◆ **Short task**
Locate every line in the material below that contains the word "black", and copy each of those lines in the order they appear.

◆ **Supplied entries**
──────────

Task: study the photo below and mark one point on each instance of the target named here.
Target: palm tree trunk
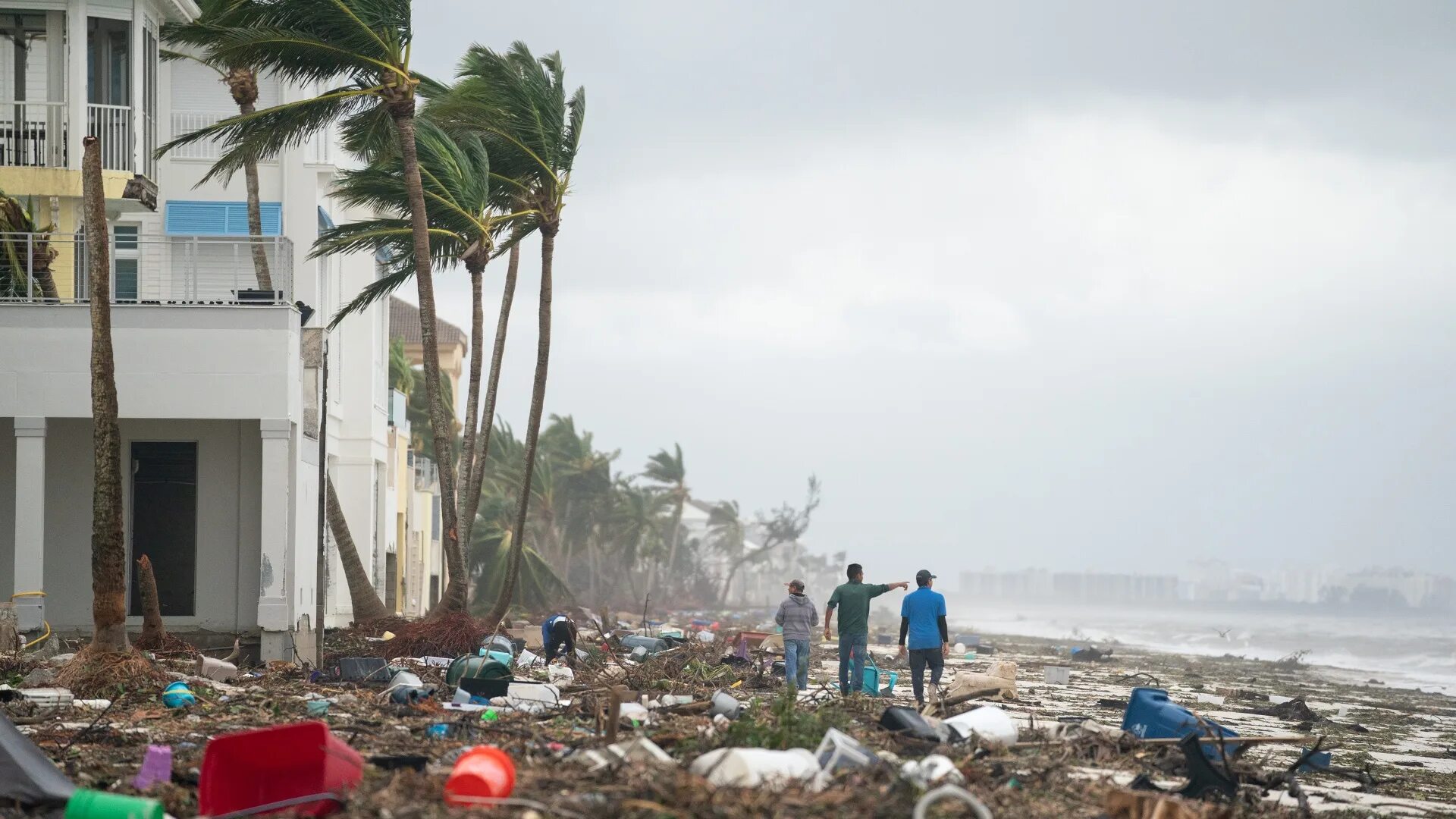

──────────

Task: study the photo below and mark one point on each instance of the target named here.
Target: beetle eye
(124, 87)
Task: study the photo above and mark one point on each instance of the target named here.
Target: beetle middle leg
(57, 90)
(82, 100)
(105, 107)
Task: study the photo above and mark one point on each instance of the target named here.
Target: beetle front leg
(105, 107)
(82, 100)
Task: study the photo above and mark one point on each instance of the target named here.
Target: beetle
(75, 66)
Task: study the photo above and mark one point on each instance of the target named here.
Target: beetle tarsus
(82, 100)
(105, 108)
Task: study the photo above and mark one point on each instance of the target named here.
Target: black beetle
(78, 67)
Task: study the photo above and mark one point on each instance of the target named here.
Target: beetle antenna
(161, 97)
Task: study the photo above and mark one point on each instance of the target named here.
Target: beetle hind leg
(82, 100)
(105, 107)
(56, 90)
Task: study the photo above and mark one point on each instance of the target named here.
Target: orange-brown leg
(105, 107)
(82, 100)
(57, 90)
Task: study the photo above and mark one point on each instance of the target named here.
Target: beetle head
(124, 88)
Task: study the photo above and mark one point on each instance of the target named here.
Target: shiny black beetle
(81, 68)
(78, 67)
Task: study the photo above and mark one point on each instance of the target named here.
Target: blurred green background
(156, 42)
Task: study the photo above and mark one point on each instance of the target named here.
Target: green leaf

──────────

◆ **Written reply**
Target: black beetle
Target: shiny black beetle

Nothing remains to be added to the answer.